## Task set
**1)** According to the forum thread, how many hours of Saddam Hussein's audio recordings are the "Intelligence Summit" organizers reportedly armed with?
**2)** Return the forum thread's words from "LOL Saddam has" up to and including "could be fake?", copied without any change.

## Text extract
Per Drudge Report...

ABCNEWS PLANS AIRING OF SADDAM TAPES TONIGHT: Saddam talking with his advisors about hitting Washington with WMD, hiding weapons, etc... Developing...

the wrath of diddy
02-15-2006, 01:07 PM
I bet the video was filmed last week and was made as part of a plea bargain.

Fool
02-15-2006, 01:17 PM
I bet the video was filmed last week and was made as part of a plea bargain.

LOL Saddam has started to act a little better in court (at least yesterday). Instead of shouting his way to getting a foot in his ass out the door, MPR reported that he and the judge "exchanged barbs".

Anthony
02-15-2006, 01:25 PM
Excuse me for being stupid, but Fool, are you saying that it could be real because of that, or it could be fake?

MOLA1
02-15-2006, 01:44 PM
I bet the video was filmed last week and was made as part of a plea bargain.HAHAHAHAHHAH

Hermy
02-15-2006, 02:09 PM
Why is only ABC airing this? Shouldn't this be all over the news? Right now? I mean, this would leak in a second and be all over the major stations, they'd be breaking into ESPN. Hell Foxnews.com doesn't even have it, just something about how Republican Senators are criticizing Rice over Iraq.

Glenn
02-15-2006, 02:15 PM
I didn't know that Dan Rather was working for ABC now.

Gecko
02-15-2006, 02:32 PM
http://www.cnsnews.com/ViewNation.asp?Page=\Nation\archive\200602\NAT2006 0215a.html

Reportedly armed with 12 hours of Saddam Hussein's audio recordings, the organizers of an upcoming "Intelligence Summit" are describing the tapes as the "smoking gun evidence" that the Iraqi dictator possessed weapons of mass destruction in the period leading up to the U.S.-led invasion of Iraq.

## Supplied information

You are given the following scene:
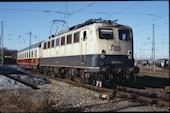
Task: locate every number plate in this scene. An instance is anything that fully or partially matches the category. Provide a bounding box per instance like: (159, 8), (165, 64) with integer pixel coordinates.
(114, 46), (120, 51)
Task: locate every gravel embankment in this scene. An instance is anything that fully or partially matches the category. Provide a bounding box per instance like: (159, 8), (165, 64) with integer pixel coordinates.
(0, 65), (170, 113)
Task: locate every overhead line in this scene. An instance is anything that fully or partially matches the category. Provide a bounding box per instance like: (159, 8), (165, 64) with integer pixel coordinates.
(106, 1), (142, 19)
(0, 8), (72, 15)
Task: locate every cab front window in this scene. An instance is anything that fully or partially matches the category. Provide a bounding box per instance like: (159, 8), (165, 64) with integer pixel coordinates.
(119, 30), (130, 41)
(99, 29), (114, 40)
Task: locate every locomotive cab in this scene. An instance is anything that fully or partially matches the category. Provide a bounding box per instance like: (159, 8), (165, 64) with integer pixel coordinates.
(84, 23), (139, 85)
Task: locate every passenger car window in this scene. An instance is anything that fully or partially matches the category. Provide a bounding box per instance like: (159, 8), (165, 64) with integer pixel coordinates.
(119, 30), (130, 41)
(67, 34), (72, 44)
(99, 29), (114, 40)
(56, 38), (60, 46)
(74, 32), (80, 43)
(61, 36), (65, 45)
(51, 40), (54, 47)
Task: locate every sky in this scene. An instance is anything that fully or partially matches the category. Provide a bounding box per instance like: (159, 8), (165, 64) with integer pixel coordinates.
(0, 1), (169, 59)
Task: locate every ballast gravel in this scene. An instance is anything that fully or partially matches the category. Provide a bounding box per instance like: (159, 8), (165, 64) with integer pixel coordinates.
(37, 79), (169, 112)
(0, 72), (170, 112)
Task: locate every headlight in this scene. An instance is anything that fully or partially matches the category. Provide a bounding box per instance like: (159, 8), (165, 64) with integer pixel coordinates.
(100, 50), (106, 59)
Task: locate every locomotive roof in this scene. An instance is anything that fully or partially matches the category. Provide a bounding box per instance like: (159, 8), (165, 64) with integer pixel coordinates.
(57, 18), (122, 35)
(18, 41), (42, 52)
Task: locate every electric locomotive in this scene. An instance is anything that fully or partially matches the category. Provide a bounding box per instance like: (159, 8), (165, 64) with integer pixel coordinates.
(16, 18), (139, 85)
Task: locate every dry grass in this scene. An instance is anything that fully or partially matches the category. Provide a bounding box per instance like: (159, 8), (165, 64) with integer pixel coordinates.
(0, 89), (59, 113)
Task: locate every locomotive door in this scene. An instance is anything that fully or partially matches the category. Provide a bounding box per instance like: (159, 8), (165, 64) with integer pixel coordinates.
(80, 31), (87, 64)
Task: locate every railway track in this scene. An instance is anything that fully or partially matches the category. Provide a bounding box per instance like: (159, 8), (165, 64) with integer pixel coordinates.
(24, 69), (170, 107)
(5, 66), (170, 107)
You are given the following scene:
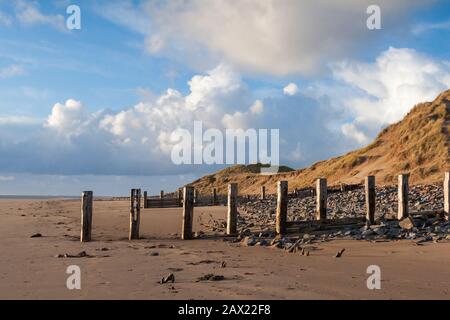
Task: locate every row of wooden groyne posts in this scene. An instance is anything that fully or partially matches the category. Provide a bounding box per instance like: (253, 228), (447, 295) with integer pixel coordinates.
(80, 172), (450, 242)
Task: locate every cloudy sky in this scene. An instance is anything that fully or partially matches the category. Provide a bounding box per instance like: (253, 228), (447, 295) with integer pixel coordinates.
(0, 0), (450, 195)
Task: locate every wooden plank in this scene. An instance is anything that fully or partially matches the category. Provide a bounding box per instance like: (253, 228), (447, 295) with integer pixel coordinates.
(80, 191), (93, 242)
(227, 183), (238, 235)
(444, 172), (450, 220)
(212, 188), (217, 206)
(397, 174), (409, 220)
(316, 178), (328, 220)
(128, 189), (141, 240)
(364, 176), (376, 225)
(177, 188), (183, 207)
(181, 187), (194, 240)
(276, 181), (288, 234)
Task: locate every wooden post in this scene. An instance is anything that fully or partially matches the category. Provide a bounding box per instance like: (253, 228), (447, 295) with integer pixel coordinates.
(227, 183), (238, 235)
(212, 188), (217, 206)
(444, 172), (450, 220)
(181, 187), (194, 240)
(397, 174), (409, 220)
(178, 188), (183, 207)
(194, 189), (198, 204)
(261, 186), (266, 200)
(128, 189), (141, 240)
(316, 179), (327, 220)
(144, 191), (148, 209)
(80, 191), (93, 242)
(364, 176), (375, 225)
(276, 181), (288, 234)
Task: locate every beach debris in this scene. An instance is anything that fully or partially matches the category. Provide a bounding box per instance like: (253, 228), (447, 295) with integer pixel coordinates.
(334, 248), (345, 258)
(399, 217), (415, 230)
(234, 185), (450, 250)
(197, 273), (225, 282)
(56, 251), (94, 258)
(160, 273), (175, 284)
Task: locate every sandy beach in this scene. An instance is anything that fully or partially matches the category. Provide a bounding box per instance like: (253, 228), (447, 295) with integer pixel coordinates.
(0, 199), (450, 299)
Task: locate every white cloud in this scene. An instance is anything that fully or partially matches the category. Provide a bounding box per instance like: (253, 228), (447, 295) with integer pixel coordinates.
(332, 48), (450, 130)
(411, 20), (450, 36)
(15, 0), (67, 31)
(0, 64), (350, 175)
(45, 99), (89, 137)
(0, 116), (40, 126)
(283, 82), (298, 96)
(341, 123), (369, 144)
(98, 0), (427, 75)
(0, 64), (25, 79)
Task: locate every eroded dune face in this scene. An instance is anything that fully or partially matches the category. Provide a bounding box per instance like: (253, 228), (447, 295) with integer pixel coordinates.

## Final results
**1)** 12 hours

**2)**
LOL Saddam has started to act a little better in court (at least yesterday). Instead of shouting his way to getting a foot in his ass out the door, MPR reported that he and the judge "exchanged barbs".

Anthony
02-15-2006, 01:25 PM
Excuse me for being stupid, but Fool, are you saying that it could be real because of that, or it could be fake?